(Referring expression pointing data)
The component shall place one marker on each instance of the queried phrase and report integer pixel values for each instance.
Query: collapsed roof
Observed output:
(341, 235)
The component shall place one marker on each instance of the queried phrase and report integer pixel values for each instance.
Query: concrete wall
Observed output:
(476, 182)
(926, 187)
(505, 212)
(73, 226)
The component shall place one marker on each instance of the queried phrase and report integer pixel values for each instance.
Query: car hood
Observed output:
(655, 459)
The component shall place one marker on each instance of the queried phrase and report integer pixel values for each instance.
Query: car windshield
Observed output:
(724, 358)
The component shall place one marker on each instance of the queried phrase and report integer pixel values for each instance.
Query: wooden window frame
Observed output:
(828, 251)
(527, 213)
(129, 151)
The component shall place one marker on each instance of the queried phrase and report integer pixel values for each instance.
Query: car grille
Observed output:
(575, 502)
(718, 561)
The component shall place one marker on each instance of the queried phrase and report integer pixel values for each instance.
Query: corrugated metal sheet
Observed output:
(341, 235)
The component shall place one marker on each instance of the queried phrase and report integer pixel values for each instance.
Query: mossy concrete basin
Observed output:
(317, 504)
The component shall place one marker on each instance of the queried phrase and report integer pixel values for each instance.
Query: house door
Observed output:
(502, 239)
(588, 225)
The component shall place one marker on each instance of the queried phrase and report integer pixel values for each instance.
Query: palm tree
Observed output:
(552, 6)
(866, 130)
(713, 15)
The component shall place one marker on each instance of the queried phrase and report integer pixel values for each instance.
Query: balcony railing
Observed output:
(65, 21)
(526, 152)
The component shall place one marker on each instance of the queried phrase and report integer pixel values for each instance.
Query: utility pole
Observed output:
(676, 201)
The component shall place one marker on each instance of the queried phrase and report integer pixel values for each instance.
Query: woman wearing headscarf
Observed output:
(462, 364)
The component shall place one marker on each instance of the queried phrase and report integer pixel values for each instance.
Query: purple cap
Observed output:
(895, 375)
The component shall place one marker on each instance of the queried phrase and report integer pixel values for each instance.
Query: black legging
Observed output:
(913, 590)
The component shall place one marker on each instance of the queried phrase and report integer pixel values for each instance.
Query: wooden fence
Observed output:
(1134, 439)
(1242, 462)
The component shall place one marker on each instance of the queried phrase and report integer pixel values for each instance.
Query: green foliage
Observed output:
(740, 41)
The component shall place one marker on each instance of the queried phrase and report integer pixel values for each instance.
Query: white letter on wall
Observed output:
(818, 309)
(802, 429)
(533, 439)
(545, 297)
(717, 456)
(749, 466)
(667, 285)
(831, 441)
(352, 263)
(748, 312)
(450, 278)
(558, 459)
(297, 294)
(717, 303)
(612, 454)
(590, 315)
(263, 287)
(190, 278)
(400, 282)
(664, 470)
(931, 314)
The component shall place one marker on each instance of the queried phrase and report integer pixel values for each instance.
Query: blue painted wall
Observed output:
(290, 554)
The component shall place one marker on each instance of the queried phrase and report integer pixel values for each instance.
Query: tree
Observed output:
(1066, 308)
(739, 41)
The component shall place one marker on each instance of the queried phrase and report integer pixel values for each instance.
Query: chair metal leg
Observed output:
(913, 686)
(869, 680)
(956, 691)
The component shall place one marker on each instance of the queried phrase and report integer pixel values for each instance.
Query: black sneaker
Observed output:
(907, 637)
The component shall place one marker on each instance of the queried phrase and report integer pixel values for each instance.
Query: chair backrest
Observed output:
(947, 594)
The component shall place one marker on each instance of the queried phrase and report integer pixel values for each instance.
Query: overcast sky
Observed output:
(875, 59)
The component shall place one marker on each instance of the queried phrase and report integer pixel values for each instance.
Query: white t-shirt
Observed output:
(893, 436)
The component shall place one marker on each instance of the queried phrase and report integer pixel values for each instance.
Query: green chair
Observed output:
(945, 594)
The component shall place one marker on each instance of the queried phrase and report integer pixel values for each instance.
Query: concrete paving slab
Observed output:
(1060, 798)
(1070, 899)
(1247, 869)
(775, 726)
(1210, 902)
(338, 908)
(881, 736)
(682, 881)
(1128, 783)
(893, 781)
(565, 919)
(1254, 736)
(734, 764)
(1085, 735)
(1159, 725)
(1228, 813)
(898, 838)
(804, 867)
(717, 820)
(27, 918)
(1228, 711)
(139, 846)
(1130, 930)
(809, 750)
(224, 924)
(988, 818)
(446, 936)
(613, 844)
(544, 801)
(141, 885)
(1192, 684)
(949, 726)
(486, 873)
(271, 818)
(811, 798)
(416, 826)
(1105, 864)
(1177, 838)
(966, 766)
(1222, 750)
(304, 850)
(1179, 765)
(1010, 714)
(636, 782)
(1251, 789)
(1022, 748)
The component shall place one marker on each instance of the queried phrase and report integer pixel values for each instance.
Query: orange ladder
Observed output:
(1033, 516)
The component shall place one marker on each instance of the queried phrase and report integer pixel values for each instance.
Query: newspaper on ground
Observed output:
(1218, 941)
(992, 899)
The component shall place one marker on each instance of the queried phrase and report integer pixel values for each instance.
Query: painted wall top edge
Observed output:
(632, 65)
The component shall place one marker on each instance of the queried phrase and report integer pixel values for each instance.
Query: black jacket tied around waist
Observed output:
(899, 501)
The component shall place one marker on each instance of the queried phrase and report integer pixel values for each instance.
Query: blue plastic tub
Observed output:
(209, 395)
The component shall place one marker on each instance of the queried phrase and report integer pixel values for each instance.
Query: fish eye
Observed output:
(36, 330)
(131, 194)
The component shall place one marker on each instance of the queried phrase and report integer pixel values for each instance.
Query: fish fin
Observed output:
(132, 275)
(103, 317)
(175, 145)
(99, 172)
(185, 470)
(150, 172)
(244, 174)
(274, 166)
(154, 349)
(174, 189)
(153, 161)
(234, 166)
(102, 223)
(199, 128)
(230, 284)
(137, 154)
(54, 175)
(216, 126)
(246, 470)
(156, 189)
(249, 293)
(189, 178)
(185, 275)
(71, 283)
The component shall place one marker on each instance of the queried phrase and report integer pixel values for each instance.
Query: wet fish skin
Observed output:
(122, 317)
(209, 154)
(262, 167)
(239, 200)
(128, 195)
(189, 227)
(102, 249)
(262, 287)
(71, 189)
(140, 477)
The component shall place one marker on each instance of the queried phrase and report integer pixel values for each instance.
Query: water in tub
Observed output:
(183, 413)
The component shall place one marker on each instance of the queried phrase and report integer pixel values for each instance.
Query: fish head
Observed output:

**Problem to work on:**
Using the data above, say how many lines include "white". No other reply is needed.

**Reply to the exercise:**
2